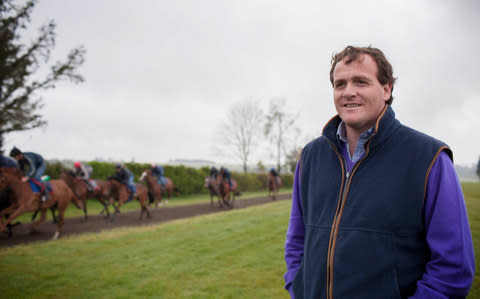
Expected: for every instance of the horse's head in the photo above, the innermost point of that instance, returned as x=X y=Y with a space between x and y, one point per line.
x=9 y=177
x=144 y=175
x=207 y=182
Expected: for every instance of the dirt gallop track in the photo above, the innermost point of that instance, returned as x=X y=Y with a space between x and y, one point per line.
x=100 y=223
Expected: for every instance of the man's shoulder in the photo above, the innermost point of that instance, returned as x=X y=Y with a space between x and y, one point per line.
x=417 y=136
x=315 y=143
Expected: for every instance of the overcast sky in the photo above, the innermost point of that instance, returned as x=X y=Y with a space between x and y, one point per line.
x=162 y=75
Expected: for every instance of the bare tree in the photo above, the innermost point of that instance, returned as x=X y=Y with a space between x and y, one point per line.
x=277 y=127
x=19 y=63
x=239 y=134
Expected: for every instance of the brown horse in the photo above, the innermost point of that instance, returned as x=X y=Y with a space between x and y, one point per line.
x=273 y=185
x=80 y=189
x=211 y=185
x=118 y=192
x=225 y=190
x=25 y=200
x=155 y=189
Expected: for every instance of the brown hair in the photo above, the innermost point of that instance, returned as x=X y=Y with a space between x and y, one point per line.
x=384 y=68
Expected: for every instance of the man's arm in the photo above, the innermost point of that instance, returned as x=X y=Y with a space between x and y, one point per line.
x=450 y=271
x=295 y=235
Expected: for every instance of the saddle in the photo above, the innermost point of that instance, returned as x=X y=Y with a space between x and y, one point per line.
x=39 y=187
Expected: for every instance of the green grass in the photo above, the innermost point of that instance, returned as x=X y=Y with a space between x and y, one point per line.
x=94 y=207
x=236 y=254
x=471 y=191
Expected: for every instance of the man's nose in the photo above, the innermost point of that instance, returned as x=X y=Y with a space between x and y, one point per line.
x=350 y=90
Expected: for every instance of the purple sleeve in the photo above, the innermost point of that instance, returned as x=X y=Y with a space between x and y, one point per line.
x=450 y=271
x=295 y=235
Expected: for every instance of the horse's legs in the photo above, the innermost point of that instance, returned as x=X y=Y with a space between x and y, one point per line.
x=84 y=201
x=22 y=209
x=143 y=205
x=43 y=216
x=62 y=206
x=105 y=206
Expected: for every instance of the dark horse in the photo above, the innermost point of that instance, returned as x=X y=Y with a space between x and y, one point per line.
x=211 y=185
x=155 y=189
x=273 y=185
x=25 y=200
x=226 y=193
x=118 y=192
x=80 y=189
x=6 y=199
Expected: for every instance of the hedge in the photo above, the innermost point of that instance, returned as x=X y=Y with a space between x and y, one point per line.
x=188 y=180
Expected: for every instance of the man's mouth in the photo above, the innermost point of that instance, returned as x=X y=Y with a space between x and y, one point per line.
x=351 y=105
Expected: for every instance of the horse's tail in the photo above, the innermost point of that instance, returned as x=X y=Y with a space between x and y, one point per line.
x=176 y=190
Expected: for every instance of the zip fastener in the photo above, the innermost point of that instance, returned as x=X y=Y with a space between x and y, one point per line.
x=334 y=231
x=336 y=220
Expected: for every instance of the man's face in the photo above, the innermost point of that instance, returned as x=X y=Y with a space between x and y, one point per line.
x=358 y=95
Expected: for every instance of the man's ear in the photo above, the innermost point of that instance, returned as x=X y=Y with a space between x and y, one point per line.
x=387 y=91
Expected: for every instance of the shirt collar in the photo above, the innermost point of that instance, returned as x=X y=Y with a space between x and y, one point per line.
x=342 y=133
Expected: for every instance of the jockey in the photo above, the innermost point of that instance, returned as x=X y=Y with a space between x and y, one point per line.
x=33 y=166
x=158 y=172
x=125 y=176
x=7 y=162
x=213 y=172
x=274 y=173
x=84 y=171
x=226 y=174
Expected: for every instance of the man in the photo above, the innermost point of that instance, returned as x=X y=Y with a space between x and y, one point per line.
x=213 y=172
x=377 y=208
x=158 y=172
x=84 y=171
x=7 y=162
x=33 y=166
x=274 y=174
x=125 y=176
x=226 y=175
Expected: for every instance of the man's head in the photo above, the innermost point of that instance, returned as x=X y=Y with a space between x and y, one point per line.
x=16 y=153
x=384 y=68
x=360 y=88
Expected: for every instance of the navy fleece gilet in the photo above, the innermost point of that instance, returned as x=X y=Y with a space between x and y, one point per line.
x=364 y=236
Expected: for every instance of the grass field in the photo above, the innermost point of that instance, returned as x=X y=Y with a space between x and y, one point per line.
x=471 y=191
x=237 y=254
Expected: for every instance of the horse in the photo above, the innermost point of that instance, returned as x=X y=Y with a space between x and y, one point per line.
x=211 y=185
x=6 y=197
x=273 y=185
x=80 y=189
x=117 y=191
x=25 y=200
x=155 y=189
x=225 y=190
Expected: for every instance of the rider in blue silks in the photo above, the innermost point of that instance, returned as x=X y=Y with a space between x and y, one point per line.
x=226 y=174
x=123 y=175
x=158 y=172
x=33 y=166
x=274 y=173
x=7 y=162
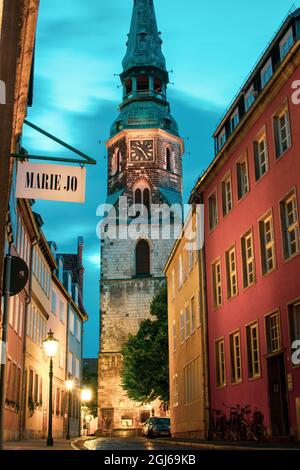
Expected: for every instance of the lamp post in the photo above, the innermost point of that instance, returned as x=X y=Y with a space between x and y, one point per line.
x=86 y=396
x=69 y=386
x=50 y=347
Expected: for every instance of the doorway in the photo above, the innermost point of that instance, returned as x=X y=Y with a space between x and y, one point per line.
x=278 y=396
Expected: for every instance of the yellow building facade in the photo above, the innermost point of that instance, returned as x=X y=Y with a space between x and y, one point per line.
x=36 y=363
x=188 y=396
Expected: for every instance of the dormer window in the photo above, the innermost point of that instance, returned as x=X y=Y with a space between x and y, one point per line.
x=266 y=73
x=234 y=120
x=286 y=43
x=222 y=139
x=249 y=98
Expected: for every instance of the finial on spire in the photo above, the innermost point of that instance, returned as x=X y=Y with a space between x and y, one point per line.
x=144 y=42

To do ::
Above are the records; repeat them exactly, omitting every picture.

Result ::
Expected: for every instance of the horse's head in the photo above, the innermost point of that instance, returned as x=X y=Y with a space between x and y, one point per line.
x=9 y=177
x=144 y=175
x=207 y=182
Expected: for every instance of the dirt gallop track in the photo above, the innermost point of that instance, returned as x=X y=Y with a space between x and y, one point per line.
x=100 y=223
Expected: for every instance of the man's shoulder in the photo above, the innermost point of that instance, returned as x=X y=Y with a space between x and y, one point per line.
x=417 y=136
x=315 y=143
Expected: for every instance of the overcast sky in the photo above, the innermost point of that instance, returned as x=X y=Y with a space between x and y, one point per line.
x=162 y=75
Expected: for every instance of the bare tree in the photo above, the innermost point of that instance, returned as x=X y=Y with a space between x and y, one point per line.
x=277 y=127
x=19 y=63
x=239 y=134
Expected: for every instance of the brown horse in the photo above, the innermost point of that instance, returned as x=X y=Y with a space between x and y, one point per line.
x=273 y=185
x=80 y=189
x=211 y=185
x=118 y=192
x=225 y=190
x=25 y=200
x=155 y=189
Expected: for every instance of the brown hair in the photo above, the innermost point of that instance, returned as x=X y=Y with a space between x and y, one point per line.
x=384 y=68
Expected: for every instance of the man's arm in the photo above, the innermost point of that instance, returned as x=X y=Y with a space between x and y, one point per line.
x=450 y=271
x=295 y=235
Expected: for every instance of the saddle in the photo above, the innermost point of that instance, returned as x=X y=Y with a space between x and y, one point per line.
x=39 y=187
Expected: for every instance of the green grass in the photo above, the innermost point of that instance, returned as x=X y=Y with a space between x and y, one point per line.
x=94 y=207
x=236 y=254
x=471 y=191
Expected: for every instance of the man's nose in the photo above, the innermost point of that instance, returned as x=X y=Y with a space between x and y, one point per line.
x=350 y=90
Expected: for every instance of the purple sleeve in the photo above, the innermost point of that instance, returned as x=X y=Y with a space between x and y, one point per line.
x=450 y=271
x=295 y=235
Expected: for every instance of the horse's legs in the photo above, the innermost point of that instance, returned as x=X y=Y with a space between x and y, one point per line.
x=84 y=201
x=22 y=209
x=143 y=205
x=43 y=216
x=62 y=206
x=105 y=206
Expected: for every instance of the dark horse in the photo above, the innermost point of that instance, returned as x=X y=Y with a space between x and y, one point per line.
x=211 y=185
x=155 y=189
x=273 y=185
x=25 y=200
x=226 y=193
x=118 y=192
x=80 y=189
x=6 y=199
Expected: for every instance of the hedge in the photo above, the innermost point of that instance, returned as x=X y=Y with a space between x and y, one point per line.
x=188 y=180
Expected: for every instance of the man's mouth in the photo above, the innermost point of that instance, returned as x=X y=Y with a space between x and y, one point per line.
x=351 y=105
Expected: for every instance of the horse's tail in the photo above, the innermost point of that instance, returned as x=X y=Y with a space between x and y, one point per line.
x=176 y=190
Expected: for every instance of the zip fastener in the photo above, the innermost point of that instance, returned as x=X y=Y with a space between x and y, one point per line.
x=334 y=231
x=336 y=220
Expected: for every instance of the man's face in the photo above, the innermost point of that instance, returned as x=X y=Y with a space between x and y, one point per line.
x=358 y=95
Expected: for every instance of the man's ear in the photo above, the innermost point of that instance, returned as x=X y=Y with a space between x and y, one point per line.
x=387 y=91
Expected: for every instance of the shirt collar in the photo above, the innermost point of that instance, returned as x=X y=Y with a space between x and y, one point per line.
x=342 y=133
Expected: for every instance of the jockey in the photo above, the innermost point of that instance, returned as x=X y=Y with a space between x and y, one point per line.
x=33 y=166
x=158 y=172
x=125 y=176
x=7 y=162
x=213 y=172
x=274 y=173
x=84 y=171
x=226 y=174
Expected: for every instance of the man in the photo above, the innermost point of that instance, returned as x=X y=Y with a space between x and y, one point per line.
x=213 y=172
x=377 y=208
x=158 y=172
x=84 y=171
x=7 y=162
x=33 y=166
x=274 y=174
x=125 y=176
x=226 y=175
Expected: for every instance of the man's head in the photo above, the innermost point of that instance, returned as x=X y=Y with a space between x and y, one point per line.
x=16 y=153
x=384 y=68
x=360 y=88
Expected: for every instance of the navy fleece gilet in the photo above, the innermost point of that instance, returned as x=X y=Y with a space between x and y, one point per line.
x=364 y=236
Expected: for every instance of the grass field in the photo above, the innermost point of that instance, returned as x=X y=Y with a space between x and y, one point per line.
x=471 y=191
x=237 y=254
Expected: for every instance of the horse in the photo above, the innermost point of that instance, returned as x=X y=Y with a space between x and y, one point per line.
x=211 y=185
x=6 y=197
x=273 y=185
x=80 y=189
x=117 y=191
x=25 y=200
x=155 y=189
x=225 y=190
Expected: for every instance of the rider in blue silks in the photo above, the innermost point of that instance, returned as x=X y=Y with a space between x and y, one point per line.
x=226 y=174
x=123 y=175
x=158 y=172
x=33 y=166
x=274 y=173
x=7 y=162
Expected: for every instance of the lamp post in the photo above, the innermost point of that instance, returned as x=X y=Y with a space between x and y, one point per line.
x=86 y=396
x=69 y=386
x=50 y=347
Expected: for every instance of the doorway in the photo above, the innermost point of that instance, returned as x=X y=Y with a space between x and y, one point per line.
x=278 y=396
Expected: for every instance of the yellow building facade in the photo above, the innermost point of that instance, returned as x=X y=Y with a space between x and y, one point per line.
x=36 y=363
x=188 y=396
Expected: for every instance of the dormer window in the photo above, the innermost point of that instance, returned as x=X y=Y with a space between x and y, one point per line.
x=266 y=73
x=234 y=120
x=286 y=43
x=222 y=139
x=249 y=98
Expected: for every instance of the finial on spire in the photo above, the innermost point of that instance, returned as x=X y=Y with a space between x and y, one point per line.
x=144 y=42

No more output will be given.